----- Source material

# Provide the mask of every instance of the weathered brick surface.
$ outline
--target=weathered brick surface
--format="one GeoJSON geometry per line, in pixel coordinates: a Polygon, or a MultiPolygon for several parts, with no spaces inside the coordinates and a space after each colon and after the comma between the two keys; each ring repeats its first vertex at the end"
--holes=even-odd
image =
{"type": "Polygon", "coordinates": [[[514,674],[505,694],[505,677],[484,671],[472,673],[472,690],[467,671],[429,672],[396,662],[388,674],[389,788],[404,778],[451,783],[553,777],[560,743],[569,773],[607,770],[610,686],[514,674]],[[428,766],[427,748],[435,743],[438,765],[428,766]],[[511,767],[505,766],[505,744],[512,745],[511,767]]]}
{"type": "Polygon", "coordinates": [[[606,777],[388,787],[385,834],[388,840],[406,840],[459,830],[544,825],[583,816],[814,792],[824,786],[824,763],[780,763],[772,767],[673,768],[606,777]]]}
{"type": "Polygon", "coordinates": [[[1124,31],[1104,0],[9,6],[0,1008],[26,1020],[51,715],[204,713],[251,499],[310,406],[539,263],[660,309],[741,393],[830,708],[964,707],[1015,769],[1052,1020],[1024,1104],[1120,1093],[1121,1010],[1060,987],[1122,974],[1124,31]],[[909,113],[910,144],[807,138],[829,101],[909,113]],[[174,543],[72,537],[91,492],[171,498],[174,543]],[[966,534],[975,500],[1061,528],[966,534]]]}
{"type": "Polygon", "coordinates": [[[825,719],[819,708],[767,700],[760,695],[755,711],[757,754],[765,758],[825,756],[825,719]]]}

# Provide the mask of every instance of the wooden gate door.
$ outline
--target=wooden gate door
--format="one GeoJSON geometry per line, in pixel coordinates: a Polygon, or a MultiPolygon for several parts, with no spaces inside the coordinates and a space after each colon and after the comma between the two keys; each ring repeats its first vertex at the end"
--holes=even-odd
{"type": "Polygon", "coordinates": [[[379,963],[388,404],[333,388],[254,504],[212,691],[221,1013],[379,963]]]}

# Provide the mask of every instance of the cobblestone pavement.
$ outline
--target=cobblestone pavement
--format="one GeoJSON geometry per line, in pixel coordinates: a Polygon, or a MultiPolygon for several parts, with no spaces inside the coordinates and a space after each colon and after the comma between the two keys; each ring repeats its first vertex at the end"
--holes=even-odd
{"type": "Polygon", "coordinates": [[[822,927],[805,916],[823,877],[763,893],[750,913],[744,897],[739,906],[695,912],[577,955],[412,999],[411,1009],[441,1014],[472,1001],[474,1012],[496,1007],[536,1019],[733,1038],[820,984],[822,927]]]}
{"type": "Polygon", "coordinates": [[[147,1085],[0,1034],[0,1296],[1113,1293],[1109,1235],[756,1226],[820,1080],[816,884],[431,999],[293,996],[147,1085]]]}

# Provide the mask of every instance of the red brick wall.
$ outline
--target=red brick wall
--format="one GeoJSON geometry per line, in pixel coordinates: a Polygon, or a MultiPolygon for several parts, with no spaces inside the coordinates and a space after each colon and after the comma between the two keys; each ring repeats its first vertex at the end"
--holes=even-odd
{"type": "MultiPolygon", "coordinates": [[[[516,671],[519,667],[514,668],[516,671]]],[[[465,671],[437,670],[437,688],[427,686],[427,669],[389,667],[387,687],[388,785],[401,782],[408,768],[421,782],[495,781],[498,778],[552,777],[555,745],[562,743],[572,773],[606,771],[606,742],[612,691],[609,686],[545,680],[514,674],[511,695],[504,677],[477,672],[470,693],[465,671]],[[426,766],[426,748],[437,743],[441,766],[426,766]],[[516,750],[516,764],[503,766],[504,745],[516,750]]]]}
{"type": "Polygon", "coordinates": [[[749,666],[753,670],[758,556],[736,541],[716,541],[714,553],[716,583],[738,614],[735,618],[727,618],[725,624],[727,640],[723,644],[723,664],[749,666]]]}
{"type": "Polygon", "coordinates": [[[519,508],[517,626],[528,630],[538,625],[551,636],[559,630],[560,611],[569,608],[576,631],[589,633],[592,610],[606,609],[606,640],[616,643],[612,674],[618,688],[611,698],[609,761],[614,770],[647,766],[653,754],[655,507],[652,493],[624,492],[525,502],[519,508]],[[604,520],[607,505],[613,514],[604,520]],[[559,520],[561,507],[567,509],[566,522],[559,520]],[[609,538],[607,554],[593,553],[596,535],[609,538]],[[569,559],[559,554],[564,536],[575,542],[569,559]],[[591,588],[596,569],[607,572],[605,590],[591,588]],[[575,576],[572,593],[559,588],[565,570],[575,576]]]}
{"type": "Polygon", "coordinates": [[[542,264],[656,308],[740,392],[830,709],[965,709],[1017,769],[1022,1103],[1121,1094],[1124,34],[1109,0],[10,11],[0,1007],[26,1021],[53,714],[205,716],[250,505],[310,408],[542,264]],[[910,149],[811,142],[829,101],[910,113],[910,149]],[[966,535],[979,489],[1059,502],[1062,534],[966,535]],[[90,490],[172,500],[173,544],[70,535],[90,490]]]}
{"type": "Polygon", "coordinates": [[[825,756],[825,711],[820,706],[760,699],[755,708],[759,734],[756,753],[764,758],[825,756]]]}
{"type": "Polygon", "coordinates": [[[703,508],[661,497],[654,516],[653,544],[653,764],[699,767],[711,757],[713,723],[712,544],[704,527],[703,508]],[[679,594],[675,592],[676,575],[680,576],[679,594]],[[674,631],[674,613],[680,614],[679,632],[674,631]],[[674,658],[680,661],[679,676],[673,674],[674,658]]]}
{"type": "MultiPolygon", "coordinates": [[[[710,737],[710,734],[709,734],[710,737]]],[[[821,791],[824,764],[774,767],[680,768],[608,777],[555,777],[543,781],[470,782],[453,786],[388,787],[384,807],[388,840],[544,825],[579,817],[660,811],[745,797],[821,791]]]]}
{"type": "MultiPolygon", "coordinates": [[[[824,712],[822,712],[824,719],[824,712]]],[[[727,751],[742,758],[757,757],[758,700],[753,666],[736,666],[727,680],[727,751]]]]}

----------

▸ **Task objective**:
Would you please write out all the entries exactly?

▸ **Written answer**:
# Provide the mask of every instance of the weathered brick surface.
$ outline
--target=weathered brick surface
--format="one GeoJSON geometry per line, in pixel coordinates: a Polygon, or a MultiPolygon for several parts, with no spaces inside the coordinates and a space after each colon and after the comma between the two keys; each ring repeats its first vertex at the end"
--holes=even-odd
image =
{"type": "Polygon", "coordinates": [[[514,674],[505,694],[505,677],[484,671],[472,673],[472,690],[467,671],[429,672],[396,662],[388,674],[389,788],[404,778],[451,783],[553,777],[560,743],[569,773],[607,770],[610,686],[514,674]],[[428,766],[427,748],[435,743],[438,765],[428,766]],[[511,767],[505,766],[505,744],[512,745],[511,767]]]}
{"type": "Polygon", "coordinates": [[[606,777],[388,787],[385,834],[388,840],[406,840],[459,830],[544,825],[583,816],[814,792],[824,786],[824,763],[780,763],[772,767],[673,768],[606,777]]]}
{"type": "Polygon", "coordinates": [[[1124,31],[1104,0],[9,6],[0,1008],[26,1020],[51,715],[204,713],[251,499],[310,406],[539,263],[660,309],[741,393],[830,708],[964,707],[1015,769],[1052,1020],[1024,1104],[1120,1093],[1121,1010],[1060,987],[1122,974],[1124,31]],[[909,113],[910,144],[807,138],[829,101],[909,113]],[[174,543],[72,537],[91,492],[171,498],[174,543]],[[966,534],[975,500],[1061,528],[966,534]]]}
{"type": "Polygon", "coordinates": [[[825,719],[819,708],[767,700],[760,695],[755,711],[757,754],[765,758],[825,756],[825,719]]]}

# Provide the mask of every instance of the wooden gate door.
$ outline
--target=wooden gate door
--format="one GeoJSON geometry per line, in pixel coordinates: a Polygon, or a MultiPolygon for several parts, with no spaces inside the coordinates and a space after each colon and after the comma between the two keys; each ring repeats its first vertex at the end"
--holes=even-odd
{"type": "Polygon", "coordinates": [[[379,963],[388,404],[333,388],[254,504],[212,691],[221,1013],[379,963]]]}

# Provide the mask of every instance of the cobblestone pavement.
$ outline
--target=cobblestone pavement
--format="one GeoJSON geometry per line, in pixel coordinates: a Polygon, or a MultiPolygon for several parts, with no spaces inside the coordinates and a space after each colon and after the comma between the two keys; each ring repeats its first vertex at the end"
--holes=even-odd
{"type": "Polygon", "coordinates": [[[822,927],[805,916],[823,877],[763,893],[750,913],[744,897],[739,906],[695,912],[577,955],[412,999],[411,1009],[441,1014],[472,1001],[474,1012],[496,1007],[536,1019],[733,1038],[820,984],[822,927]]]}
{"type": "Polygon", "coordinates": [[[147,1085],[0,1034],[0,1296],[1113,1293],[1109,1235],[756,1226],[820,1080],[816,884],[431,999],[293,996],[147,1085]]]}

# Provide the mask of every instance of the red brick wall.
$ outline
--target=red brick wall
--format="one GeoJSON geometry per line, in pixel coordinates: a Polygon, or a MultiPolygon for several parts, with no spaces inside the coordinates and a space after each colon and after the comma between the two keys; each ring repeats its first vertex at the end"
--holes=even-odd
{"type": "MultiPolygon", "coordinates": [[[[516,671],[519,667],[514,668],[516,671]]],[[[465,671],[437,670],[437,688],[427,686],[427,669],[389,667],[387,687],[388,785],[401,782],[408,768],[421,782],[495,781],[498,778],[552,777],[555,745],[562,743],[572,773],[606,771],[606,742],[612,691],[609,686],[545,680],[514,674],[511,695],[504,677],[477,672],[470,693],[465,671]],[[426,766],[426,748],[437,743],[441,766],[426,766]],[[516,750],[516,764],[503,766],[504,745],[516,750]]]]}
{"type": "Polygon", "coordinates": [[[749,666],[753,670],[758,556],[736,541],[716,541],[714,553],[716,583],[738,614],[735,618],[727,618],[725,624],[727,640],[723,644],[723,664],[749,666]]]}
{"type": "Polygon", "coordinates": [[[519,508],[517,626],[528,630],[538,625],[551,636],[559,630],[560,611],[569,608],[576,631],[589,633],[592,610],[606,609],[606,640],[616,643],[612,674],[618,688],[611,698],[609,761],[614,770],[647,766],[653,754],[655,507],[652,493],[624,492],[525,502],[519,508]],[[604,520],[607,505],[613,514],[604,520]],[[559,520],[561,507],[567,509],[566,522],[559,520]],[[609,538],[607,554],[593,553],[596,535],[609,538]],[[569,559],[559,554],[564,536],[575,542],[569,559]],[[591,588],[596,569],[607,572],[605,590],[591,588]],[[575,576],[572,593],[559,588],[565,570],[575,576]]]}
{"type": "Polygon", "coordinates": [[[542,264],[656,308],[740,392],[830,709],[965,709],[1017,769],[1022,1103],[1121,1094],[1124,34],[1109,0],[10,11],[0,1007],[26,1021],[53,714],[205,716],[250,505],[310,408],[542,264]],[[910,149],[811,142],[829,101],[910,113],[910,149]],[[966,535],[979,489],[1059,502],[1062,534],[966,535]],[[90,490],[172,500],[173,544],[70,535],[90,490]]]}
{"type": "Polygon", "coordinates": [[[825,756],[825,711],[820,706],[760,699],[755,708],[759,734],[756,753],[764,758],[825,756]]]}
{"type": "Polygon", "coordinates": [[[703,508],[661,497],[654,516],[653,544],[653,764],[699,767],[711,757],[713,723],[712,544],[704,527],[703,508]],[[679,594],[675,592],[676,575],[680,576],[679,594]],[[674,631],[674,613],[680,614],[679,632],[674,631]],[[674,658],[680,661],[679,676],[673,674],[674,658]]]}
{"type": "MultiPolygon", "coordinates": [[[[710,737],[710,734],[709,734],[710,737]]],[[[821,791],[824,764],[774,767],[680,768],[608,777],[555,777],[543,781],[470,782],[453,786],[388,787],[384,807],[388,840],[544,825],[579,817],[660,811],[745,797],[821,791]]]]}
{"type": "MultiPolygon", "coordinates": [[[[824,712],[822,712],[824,719],[824,712]]],[[[727,751],[742,758],[757,757],[758,700],[753,666],[736,666],[727,680],[727,751]]]]}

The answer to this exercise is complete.